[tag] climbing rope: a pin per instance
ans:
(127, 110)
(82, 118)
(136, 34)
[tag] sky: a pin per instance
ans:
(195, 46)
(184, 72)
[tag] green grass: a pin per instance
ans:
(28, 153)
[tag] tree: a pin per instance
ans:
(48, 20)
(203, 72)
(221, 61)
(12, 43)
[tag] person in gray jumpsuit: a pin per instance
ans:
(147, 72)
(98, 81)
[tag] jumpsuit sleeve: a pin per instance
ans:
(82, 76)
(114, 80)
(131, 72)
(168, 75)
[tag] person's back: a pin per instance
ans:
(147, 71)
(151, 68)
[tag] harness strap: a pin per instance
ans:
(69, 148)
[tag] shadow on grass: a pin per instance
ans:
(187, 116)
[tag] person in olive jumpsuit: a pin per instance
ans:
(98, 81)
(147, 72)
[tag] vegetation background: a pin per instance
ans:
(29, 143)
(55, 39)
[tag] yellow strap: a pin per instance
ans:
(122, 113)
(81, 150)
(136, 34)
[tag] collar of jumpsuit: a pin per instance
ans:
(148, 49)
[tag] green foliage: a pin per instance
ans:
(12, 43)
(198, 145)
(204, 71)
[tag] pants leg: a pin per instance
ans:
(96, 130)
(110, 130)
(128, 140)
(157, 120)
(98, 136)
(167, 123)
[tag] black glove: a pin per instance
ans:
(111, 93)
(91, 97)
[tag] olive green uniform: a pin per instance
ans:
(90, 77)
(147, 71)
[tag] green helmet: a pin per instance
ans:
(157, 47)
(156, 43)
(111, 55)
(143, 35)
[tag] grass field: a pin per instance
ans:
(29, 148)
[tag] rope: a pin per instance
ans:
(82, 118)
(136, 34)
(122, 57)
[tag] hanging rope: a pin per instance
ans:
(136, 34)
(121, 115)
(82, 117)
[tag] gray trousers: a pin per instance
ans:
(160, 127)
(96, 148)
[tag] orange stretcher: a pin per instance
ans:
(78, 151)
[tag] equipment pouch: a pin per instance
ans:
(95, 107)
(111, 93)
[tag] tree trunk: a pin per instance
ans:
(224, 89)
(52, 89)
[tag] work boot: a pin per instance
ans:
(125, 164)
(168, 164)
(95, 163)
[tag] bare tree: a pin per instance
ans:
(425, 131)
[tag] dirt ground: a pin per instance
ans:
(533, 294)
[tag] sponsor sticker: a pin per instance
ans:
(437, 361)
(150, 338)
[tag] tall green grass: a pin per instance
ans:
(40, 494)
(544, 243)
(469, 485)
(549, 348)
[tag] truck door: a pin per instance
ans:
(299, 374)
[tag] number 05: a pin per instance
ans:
********
### [Required task]
Go through the listing above and restate it word for word.

### [Solution]
[tag] climbing rope: a pin per instance
ans:
(127, 110)
(82, 118)
(136, 34)
[tag] sky: a pin per instance
ans:
(195, 46)
(184, 72)
[tag] green grass: a pin per instance
ans:
(28, 153)
[tag] tree: a pin per instance
ans:
(48, 20)
(203, 72)
(221, 61)
(12, 43)
[tag] person in gray jumpsuit: a pin per instance
ans:
(147, 72)
(98, 81)
[tag] jumpsuit sleeve: a pin per instance
ans:
(82, 76)
(114, 80)
(131, 72)
(168, 75)
[tag] person's back: a pin per instance
ans:
(147, 71)
(151, 68)
[tag] harness strap: a pin per instance
ans:
(69, 148)
[tag] shadow on grass: a pin per instance
ans:
(187, 116)
[tag] person in olive jumpsuit: a pin per instance
ans:
(98, 81)
(147, 72)
[tag] vegetation background: a pin per instance
ans:
(29, 143)
(55, 39)
[tag] yellow strap: a pin per instance
ans:
(122, 113)
(81, 150)
(136, 34)
[tag] collar of jumpsuit: a pin per instance
ans:
(148, 49)
[tag] green foliage: a pin per instance
ans:
(12, 43)
(198, 145)
(204, 71)
[tag] pants leg: a pin per instance
ans:
(96, 130)
(110, 130)
(128, 140)
(157, 120)
(98, 136)
(167, 123)
[tag] black glove: a pin per instance
ans:
(111, 93)
(91, 97)
[tag] olive green uniform: a pin per instance
ans:
(90, 77)
(147, 71)
[tag] green helmet: a pin per instance
ans:
(157, 47)
(156, 43)
(111, 55)
(143, 35)
[tag] grass field: a pin per instance
ans:
(29, 148)
[tag] rope: a pin per instance
ans:
(82, 118)
(136, 34)
(122, 57)
[tag] hanging rope: a pin per instance
ans:
(136, 34)
(121, 115)
(82, 117)
[tag] gray trousers: a pin per instance
ans:
(160, 127)
(96, 148)
[tag] orange stretcher: a pin per instance
ans:
(78, 151)
[tag] equipment pouch: a pin per instance
ans:
(95, 107)
(111, 93)
[tag] tree trunk: a pin per instance
ans:
(224, 89)
(52, 89)
[tag] work boot: a pin per instance
ans:
(125, 164)
(168, 164)
(95, 163)
[tag] bare tree: a pin per instance
ans:
(425, 131)
[tag] dirt ground: a pin per instance
ans:
(533, 294)
[tag] sponsor sticker: a pin per instance
ans:
(437, 361)
(150, 338)
[tag] tall green grass: a pin per instance
ans:
(40, 494)
(544, 243)
(469, 485)
(549, 348)
[tag] truck door: a pin per instance
ans:
(299, 374)
[tag] number 05: a pin per instance
ans:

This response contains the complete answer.